FHBF: Federated hybrid boosted forests with dropout rates for supervised learning tasks across highly imbalanced clinical datasets

Patterns (N Y). 2024 Jan 12;5(1):100893. doi: 10.1016/j.patter.2023.100893.

Abstract

Although several studies have deployed gradient boosting trees (GBT) as a robust classifier for federated learning tasks (federated GBT [FGBT]), even with dropout rates (federated gradient boosting trees with dropout rate [FDART]), none of them have investigated the overfitting effects of FGBT across heterogeneous and highly imbalanced datasets within federated environments nor the effect of dropouts in the loss function. In this work, we present the federated hybrid boosted forests (FHBF) algorithm, which incorporates a hybrid weight update approach to overcome ill-posed problems that arise from overfitting effects during the training across highly imbalanced datasets in the cloud. Eight case studies were conducted to stress the performance of FHBF against existing algorithms toward the development of robust AI models for lymphoma development across 18 European federated databases. Our results highlight the robustness of FHBF, yielding an average loss of 0.527 compared with FGBT (0.611) and FDART (0.584) with increased classification performance (0.938 sensitivity, 0.732 specificity).

- **Task to carry out**: Across how many European federated databases does the FHBF abstract say the case studies were run?

- **Available data**:
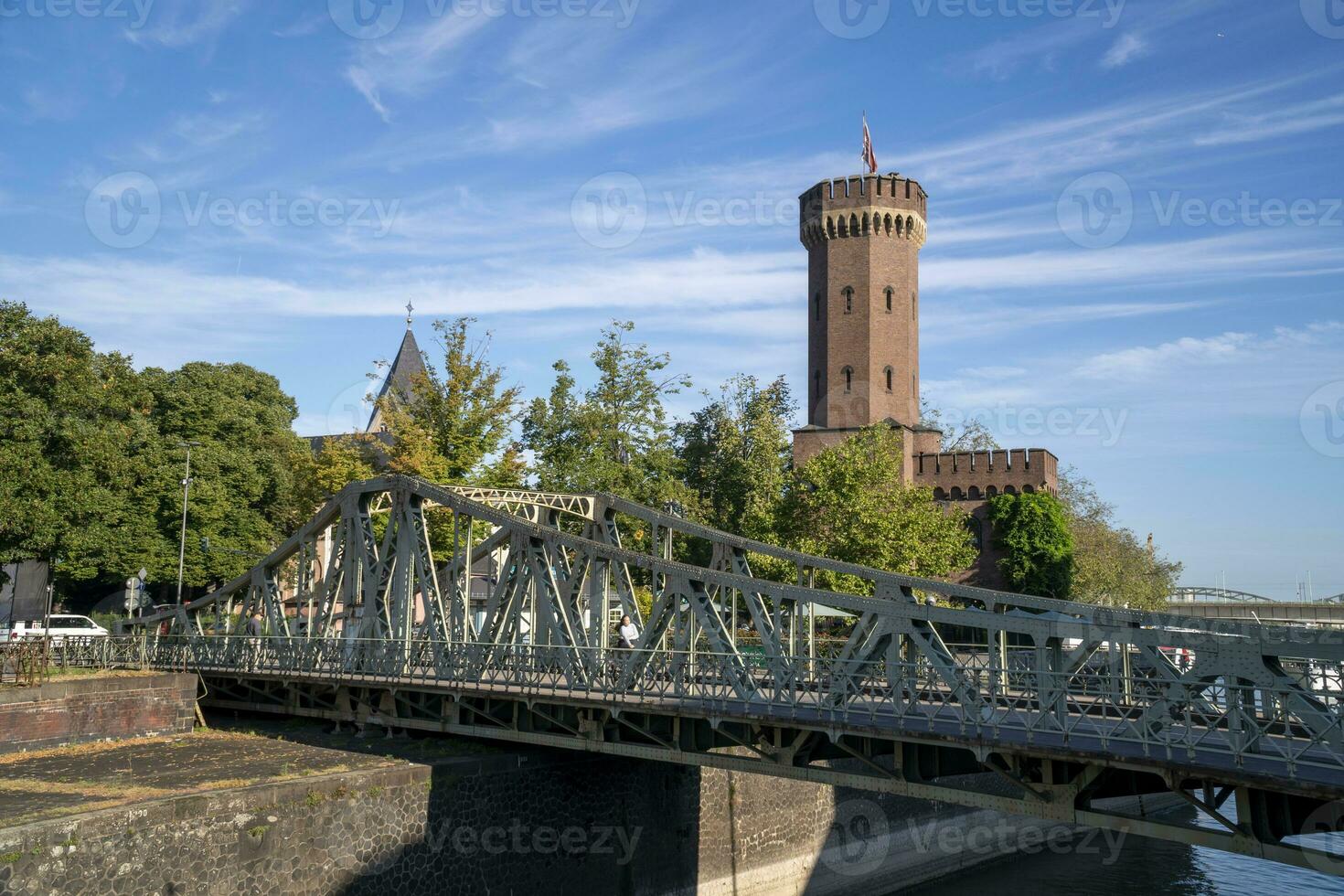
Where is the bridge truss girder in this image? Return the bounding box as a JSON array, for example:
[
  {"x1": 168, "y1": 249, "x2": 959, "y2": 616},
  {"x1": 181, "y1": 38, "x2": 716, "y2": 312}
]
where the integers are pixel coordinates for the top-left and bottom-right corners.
[
  {"x1": 206, "y1": 675, "x2": 1344, "y2": 873},
  {"x1": 112, "y1": 477, "x2": 1344, "y2": 864}
]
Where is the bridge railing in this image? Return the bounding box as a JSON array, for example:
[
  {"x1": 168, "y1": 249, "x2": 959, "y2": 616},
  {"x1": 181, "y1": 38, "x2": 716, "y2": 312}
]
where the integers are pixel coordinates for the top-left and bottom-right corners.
[{"x1": 54, "y1": 635, "x2": 1344, "y2": 778}]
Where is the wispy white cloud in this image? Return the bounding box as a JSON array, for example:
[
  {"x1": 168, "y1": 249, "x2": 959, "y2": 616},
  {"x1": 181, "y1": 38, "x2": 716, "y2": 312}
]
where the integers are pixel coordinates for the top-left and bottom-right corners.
[
  {"x1": 1101, "y1": 31, "x2": 1152, "y2": 69},
  {"x1": 1075, "y1": 321, "x2": 1344, "y2": 381},
  {"x1": 123, "y1": 0, "x2": 251, "y2": 49},
  {"x1": 921, "y1": 232, "x2": 1344, "y2": 290}
]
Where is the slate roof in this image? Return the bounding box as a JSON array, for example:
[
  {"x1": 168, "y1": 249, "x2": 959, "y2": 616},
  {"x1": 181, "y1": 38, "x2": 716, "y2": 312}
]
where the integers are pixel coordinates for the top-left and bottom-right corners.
[{"x1": 366, "y1": 328, "x2": 426, "y2": 432}]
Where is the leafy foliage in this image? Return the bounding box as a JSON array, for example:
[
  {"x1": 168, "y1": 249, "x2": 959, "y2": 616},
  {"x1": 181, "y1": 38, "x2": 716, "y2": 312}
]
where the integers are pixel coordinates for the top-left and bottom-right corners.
[
  {"x1": 1059, "y1": 467, "x2": 1181, "y2": 610},
  {"x1": 778, "y1": 424, "x2": 976, "y2": 590},
  {"x1": 0, "y1": 303, "x2": 308, "y2": 599},
  {"x1": 141, "y1": 361, "x2": 309, "y2": 587},
  {"x1": 676, "y1": 375, "x2": 795, "y2": 540},
  {"x1": 0, "y1": 303, "x2": 158, "y2": 581},
  {"x1": 523, "y1": 321, "x2": 691, "y2": 507},
  {"x1": 989, "y1": 492, "x2": 1074, "y2": 601},
  {"x1": 383, "y1": 317, "x2": 521, "y2": 482},
  {"x1": 919, "y1": 400, "x2": 1003, "y2": 452}
]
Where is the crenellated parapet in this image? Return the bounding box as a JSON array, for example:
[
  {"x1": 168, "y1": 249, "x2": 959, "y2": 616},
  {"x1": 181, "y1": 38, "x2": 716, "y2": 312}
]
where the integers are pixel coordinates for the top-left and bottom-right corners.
[
  {"x1": 798, "y1": 175, "x2": 929, "y2": 250},
  {"x1": 912, "y1": 449, "x2": 1059, "y2": 501}
]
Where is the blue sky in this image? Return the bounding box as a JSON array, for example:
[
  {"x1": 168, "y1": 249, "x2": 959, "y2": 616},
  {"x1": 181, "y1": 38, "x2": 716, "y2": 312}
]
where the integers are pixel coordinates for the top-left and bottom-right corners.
[{"x1": 0, "y1": 0, "x2": 1344, "y2": 596}]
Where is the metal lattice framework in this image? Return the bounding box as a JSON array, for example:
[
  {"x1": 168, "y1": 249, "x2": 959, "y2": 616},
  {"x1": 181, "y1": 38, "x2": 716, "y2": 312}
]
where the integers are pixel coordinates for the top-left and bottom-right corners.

- **Reply to the exercise**: 18